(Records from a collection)

-----

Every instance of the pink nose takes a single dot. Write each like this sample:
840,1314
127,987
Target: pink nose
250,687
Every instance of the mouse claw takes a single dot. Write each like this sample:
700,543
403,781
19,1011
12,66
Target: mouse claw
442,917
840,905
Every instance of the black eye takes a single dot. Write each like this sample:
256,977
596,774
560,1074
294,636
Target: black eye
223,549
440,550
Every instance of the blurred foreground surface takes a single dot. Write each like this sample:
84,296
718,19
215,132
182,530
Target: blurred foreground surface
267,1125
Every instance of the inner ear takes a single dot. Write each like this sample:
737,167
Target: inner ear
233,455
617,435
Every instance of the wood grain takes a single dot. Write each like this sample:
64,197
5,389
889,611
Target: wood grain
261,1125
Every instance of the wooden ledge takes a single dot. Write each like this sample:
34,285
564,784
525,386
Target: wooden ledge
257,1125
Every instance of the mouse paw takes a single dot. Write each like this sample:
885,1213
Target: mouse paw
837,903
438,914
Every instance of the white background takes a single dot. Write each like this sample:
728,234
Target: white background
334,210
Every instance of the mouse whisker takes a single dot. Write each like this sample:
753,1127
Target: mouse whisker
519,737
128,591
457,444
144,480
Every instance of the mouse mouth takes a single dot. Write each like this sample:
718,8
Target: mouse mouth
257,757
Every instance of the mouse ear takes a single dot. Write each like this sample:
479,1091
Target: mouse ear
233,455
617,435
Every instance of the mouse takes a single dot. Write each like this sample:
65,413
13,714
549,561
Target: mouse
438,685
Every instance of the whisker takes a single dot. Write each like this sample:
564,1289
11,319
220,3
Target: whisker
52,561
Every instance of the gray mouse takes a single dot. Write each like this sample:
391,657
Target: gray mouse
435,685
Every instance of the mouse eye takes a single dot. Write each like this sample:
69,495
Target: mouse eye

-----

• **Task prompt**
Please return the records above exactly as they are written.

• **Answer to the problem**
Every instance of the pink nose takes a single dot. Write each like this sample:
840,1314
127,987
Target: pink nose
250,687
Every instance of the mouse claw takes a single dot. Write each like this sample:
700,543
403,781
19,1011
12,66
Target: mouse claw
442,917
840,905
Every instance of the black eye takes a single dot. Write each like this sample:
256,977
596,774
560,1074
294,636
Target: black eye
223,549
440,550
Every instance of the blurred foreground surface takes a single dot. Write each like this sample:
84,296
718,19
215,132
182,530
Target: blurred foreground surface
267,1125
Every instance of the inner ear takes a single dot. Write each like this sample:
737,167
Target: inner ear
233,455
617,435
Every instance of the wood grain takes a single dot. Write each like this sample:
64,197
5,389
889,611
Target: wood grain
261,1125
Every instance of the wooden ledge takes a single dot. Write each like this sample:
34,285
564,784
525,386
Target: wooden ledge
257,1125
Every instance of the mouse paw takes a single dot. Write each like this sample:
885,1213
Target: mouse paw
837,903
438,914
Every instance of the white background takes a single dot. Write each like this sample:
728,234
Target: white background
334,210
Every instance of the mouse whisker takes a single dot. Write each like this sample:
753,1127
Target: mouse whisker
519,737
128,591
457,444
144,480
Every instance of the mouse mouth takes a single dot. Write each like this sample:
718,8
Target: mouse mouth
257,757
Every instance of the mouse ear takes a single dot. Write each like this sample:
479,1091
Target: mouse ear
233,455
617,435
Every instance of the mouse takes a single dot. Write each like this sample:
65,413
13,714
549,561
Target: mouse
438,685
Every instance of the whisker takes a single dot. Write each like this sample:
564,1289
11,319
220,3
Target: whisker
52,561
Every instance of the gray mouse takes a single dot. Write each like this sample:
391,657
Target: gray mouse
435,685
Every instance of the mouse eye takes a single dot. Write each like this sample:
69,495
Target: mouse eye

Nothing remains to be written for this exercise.